▸ **Task details**: Everything from the line containing "Target: sky" through the line containing "of the plaid" in the listing below should be copied exactly, and nothing more.

▸ **Data for processing**:
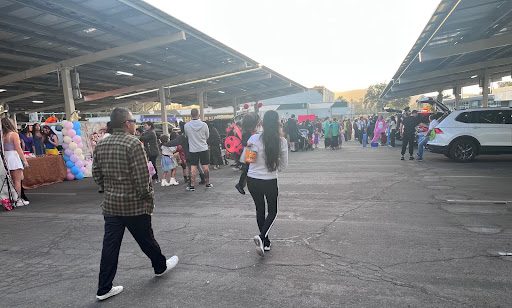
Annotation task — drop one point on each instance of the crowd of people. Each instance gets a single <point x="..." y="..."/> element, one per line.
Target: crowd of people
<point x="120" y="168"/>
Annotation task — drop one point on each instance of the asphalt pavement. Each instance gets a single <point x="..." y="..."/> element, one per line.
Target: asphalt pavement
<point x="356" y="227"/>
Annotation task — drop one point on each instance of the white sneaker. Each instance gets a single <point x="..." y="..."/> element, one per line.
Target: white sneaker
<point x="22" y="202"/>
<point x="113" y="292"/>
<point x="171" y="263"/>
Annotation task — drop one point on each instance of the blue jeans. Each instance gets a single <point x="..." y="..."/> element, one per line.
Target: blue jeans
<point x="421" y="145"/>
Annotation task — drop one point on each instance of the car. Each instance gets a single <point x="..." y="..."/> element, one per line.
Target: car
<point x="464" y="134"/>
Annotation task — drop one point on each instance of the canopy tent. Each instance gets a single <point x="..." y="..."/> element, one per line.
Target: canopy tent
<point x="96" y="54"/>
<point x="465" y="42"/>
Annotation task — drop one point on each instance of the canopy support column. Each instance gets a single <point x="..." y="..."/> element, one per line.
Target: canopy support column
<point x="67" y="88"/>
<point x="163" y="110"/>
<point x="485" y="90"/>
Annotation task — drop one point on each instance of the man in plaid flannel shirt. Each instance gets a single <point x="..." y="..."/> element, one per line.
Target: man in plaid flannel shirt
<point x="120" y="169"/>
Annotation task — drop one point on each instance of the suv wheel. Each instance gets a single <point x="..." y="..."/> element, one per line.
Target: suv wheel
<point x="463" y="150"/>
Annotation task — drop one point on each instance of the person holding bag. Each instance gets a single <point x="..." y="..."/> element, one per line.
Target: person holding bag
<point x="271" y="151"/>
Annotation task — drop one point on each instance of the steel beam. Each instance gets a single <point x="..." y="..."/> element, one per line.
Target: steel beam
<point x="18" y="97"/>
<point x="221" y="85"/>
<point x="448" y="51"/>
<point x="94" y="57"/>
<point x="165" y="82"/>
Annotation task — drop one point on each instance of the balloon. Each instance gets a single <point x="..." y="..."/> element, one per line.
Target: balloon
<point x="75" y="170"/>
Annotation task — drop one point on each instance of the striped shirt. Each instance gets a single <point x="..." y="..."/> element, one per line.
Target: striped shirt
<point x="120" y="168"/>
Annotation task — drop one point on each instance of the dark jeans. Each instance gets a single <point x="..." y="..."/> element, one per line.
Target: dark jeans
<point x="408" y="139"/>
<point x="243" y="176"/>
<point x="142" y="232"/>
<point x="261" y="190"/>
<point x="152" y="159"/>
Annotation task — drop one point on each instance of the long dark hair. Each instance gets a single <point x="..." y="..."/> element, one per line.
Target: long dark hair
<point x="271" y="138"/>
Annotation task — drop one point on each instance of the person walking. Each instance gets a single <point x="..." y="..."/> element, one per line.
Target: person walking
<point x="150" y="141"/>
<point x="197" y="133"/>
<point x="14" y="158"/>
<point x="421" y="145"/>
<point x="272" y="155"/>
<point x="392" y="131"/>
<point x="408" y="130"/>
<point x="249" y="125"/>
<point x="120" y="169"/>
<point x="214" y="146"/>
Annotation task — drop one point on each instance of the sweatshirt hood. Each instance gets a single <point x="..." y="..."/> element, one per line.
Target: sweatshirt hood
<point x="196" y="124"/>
==
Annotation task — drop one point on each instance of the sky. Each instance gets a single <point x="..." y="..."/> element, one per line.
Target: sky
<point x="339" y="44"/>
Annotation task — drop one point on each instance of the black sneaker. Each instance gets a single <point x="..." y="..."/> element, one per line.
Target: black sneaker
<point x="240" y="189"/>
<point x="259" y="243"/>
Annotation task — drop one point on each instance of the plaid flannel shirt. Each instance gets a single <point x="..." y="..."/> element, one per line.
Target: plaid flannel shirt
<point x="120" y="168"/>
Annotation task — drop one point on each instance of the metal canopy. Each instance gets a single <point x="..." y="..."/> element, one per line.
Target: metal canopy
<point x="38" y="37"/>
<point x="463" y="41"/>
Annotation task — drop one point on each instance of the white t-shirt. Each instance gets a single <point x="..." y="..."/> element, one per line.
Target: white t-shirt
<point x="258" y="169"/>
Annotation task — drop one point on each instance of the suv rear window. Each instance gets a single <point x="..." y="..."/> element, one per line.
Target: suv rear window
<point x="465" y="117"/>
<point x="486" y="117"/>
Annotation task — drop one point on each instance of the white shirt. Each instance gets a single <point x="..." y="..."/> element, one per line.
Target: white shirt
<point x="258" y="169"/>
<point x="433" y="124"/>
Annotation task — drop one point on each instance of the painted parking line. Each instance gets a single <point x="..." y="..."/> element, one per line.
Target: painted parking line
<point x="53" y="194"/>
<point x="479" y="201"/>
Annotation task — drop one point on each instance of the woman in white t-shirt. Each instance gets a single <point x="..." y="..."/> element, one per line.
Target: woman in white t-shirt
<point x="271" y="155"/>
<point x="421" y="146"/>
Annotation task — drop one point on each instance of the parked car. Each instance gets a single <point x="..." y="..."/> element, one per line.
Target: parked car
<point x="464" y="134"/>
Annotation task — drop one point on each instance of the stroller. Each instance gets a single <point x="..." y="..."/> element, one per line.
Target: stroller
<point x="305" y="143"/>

▸ **Response**:
Target: sky
<point x="339" y="44"/>
Annotation task — drop one point on each instance of the black sneaker. Each instance gets a single <point x="..." y="..."/> element, one per line.
Target: black sneaker
<point x="240" y="189"/>
<point x="259" y="243"/>
Annotation task — drop one point on each instance of the plaid flannel shirt. Each instance gets a single <point x="..." y="..."/> element, one per line.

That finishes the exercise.